-- begin The data --
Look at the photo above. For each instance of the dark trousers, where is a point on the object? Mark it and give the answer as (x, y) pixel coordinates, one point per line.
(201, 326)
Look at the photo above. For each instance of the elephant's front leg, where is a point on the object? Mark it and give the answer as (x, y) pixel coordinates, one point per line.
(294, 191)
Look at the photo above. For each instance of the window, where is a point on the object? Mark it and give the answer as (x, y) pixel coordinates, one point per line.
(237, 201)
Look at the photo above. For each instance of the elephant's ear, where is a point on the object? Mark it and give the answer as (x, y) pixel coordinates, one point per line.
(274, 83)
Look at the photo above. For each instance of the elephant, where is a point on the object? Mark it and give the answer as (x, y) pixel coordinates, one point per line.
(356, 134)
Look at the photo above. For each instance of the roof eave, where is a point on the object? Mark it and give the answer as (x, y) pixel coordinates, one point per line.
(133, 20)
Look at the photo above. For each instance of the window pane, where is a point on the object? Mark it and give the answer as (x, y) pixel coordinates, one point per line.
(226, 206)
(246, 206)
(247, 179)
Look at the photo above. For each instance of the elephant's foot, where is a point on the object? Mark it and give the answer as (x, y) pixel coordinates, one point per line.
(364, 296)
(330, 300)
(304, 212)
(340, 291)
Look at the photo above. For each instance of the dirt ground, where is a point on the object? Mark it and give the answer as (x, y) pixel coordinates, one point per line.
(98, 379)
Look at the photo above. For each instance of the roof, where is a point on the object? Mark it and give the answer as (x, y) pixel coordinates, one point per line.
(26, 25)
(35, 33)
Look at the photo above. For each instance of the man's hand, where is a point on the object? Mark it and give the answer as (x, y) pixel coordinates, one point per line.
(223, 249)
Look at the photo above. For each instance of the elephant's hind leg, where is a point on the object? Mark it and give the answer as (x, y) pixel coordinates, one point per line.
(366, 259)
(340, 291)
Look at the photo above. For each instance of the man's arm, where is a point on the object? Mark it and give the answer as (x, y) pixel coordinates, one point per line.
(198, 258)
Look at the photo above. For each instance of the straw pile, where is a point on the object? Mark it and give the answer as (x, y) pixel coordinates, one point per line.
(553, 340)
-- end The data --
-- begin The data --
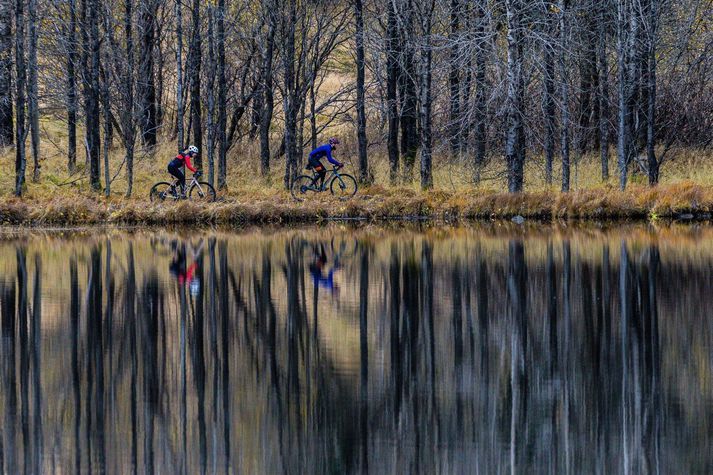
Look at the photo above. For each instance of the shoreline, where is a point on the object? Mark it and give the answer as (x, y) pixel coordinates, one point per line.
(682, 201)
-- end The data --
-- begin The data --
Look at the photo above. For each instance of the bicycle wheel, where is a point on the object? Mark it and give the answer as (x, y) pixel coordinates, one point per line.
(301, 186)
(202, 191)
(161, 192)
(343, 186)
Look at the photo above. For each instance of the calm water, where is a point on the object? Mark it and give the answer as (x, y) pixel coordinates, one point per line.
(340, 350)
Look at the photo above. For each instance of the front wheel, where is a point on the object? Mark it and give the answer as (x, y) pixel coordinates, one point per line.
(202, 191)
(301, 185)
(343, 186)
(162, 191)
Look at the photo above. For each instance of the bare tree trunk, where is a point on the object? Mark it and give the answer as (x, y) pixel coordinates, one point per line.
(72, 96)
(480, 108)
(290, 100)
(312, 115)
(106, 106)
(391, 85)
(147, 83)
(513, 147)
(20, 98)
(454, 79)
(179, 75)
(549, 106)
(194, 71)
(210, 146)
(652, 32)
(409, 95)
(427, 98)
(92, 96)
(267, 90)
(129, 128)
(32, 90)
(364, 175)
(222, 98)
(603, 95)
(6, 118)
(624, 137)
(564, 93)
-- end The data --
Your instructions:
Please list, copied in full, each line of the listing above that contains the word "front".

Written answer:
Look at the photo above. For each instance of the elephant's front leg, where is a point on the object? Mark it and give the answer as (x, y) pixel coordinates, one point per line.
Look at the photo above. For each instance of the front wheel, where is a point on the object? Mark it and give the answer as (x, y) pixel coordinates, one point per line.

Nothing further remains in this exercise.